Selected excerpt:
** Begin **
Mashona
Mashona cattle are an indigenous Zimbabwean beef breed associated with Shona farming areas and developed from local Sanga-type cattle. They are small to medium framed compared with many commercial beef breeds, with a smooth coat, hard feet, and a heat-shedding build suited to semi-arid rangeland. Coats vary widely, including red, dun, black, brown, gray, and broken patterns. Their value lies in fitness under low-input conditions: fertility, calving ease, good mothering, and the ability to stay productive when grazing quality falls.
** End **
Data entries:
** Begin **
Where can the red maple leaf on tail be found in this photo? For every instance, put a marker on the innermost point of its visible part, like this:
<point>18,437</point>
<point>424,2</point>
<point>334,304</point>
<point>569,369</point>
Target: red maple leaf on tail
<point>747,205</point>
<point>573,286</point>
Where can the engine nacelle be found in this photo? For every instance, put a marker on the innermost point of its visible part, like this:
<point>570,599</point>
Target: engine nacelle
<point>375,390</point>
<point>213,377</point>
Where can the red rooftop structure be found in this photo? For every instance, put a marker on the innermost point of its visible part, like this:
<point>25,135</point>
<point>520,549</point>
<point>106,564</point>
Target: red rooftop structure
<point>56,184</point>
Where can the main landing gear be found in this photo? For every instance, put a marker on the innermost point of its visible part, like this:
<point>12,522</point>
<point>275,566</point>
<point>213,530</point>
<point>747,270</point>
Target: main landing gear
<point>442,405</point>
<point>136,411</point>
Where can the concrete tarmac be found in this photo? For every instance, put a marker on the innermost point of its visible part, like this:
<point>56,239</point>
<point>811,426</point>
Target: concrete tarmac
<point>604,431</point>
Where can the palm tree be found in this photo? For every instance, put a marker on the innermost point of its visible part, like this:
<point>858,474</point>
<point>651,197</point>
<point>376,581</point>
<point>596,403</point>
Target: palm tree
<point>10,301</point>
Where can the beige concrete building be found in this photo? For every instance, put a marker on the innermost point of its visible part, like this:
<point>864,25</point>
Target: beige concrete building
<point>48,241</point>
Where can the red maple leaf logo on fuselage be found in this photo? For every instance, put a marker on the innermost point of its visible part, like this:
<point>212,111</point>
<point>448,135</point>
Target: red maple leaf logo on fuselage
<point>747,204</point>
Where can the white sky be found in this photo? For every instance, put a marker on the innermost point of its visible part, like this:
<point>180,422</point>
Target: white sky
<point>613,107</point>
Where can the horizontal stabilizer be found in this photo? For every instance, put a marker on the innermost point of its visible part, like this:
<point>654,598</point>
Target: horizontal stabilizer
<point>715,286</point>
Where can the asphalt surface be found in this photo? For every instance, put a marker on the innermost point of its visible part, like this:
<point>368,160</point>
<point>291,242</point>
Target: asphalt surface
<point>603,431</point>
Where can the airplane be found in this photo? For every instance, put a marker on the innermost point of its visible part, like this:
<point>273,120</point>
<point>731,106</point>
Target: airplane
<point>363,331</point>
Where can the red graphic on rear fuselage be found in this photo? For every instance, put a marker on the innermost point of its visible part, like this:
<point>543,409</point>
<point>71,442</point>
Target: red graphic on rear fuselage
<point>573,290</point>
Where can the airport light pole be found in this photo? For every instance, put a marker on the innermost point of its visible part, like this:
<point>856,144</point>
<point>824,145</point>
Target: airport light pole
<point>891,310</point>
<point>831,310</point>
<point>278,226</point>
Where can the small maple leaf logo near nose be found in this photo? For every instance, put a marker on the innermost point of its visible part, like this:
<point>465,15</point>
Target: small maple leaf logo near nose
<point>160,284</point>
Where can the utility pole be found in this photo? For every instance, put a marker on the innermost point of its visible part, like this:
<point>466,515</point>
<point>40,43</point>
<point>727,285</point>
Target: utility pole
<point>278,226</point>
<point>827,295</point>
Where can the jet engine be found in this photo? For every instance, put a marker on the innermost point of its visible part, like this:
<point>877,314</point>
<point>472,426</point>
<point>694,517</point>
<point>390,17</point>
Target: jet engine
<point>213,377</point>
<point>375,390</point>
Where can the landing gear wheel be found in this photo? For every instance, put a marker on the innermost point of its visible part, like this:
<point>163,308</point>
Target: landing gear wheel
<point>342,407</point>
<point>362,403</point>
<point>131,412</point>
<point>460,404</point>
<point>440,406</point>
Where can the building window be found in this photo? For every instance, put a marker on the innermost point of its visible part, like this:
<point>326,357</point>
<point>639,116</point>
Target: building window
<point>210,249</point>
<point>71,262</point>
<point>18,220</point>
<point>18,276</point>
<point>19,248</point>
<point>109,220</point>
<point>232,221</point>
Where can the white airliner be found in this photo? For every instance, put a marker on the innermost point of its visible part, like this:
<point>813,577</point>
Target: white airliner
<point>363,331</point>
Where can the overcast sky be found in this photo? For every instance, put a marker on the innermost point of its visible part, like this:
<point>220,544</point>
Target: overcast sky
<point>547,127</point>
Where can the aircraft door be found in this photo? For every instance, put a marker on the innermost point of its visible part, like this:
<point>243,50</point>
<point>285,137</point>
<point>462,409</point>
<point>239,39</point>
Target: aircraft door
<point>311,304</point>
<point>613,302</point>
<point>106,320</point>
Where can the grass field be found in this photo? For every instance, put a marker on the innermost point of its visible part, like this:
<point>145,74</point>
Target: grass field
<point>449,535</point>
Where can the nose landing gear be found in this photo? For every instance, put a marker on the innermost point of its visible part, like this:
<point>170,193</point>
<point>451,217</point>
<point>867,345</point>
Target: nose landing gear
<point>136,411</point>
** End **
Write what comes next in the text on Mashona cattle, continuing after its final sentence. The rows are separate material, unrelated to the text on Mashona cattle.

Reply:
In Zimbabwe and neighboring regions, Mashona are kept as suckler cows, village cattle, and seedstock for crossbreeding into larger beef herds. They do best where management protects their adaptation rather than pushing them like a high-input terminal breed. Sound mineral nutrition, controlled breeding seasons, and culling for functional udders, feet, and temperament help maintain herd quality. Buyers should look for cattle raised in environments similar to their own, because the breed's strengths are most visible on veld grazing, in heat, and during seasonal feed shortages.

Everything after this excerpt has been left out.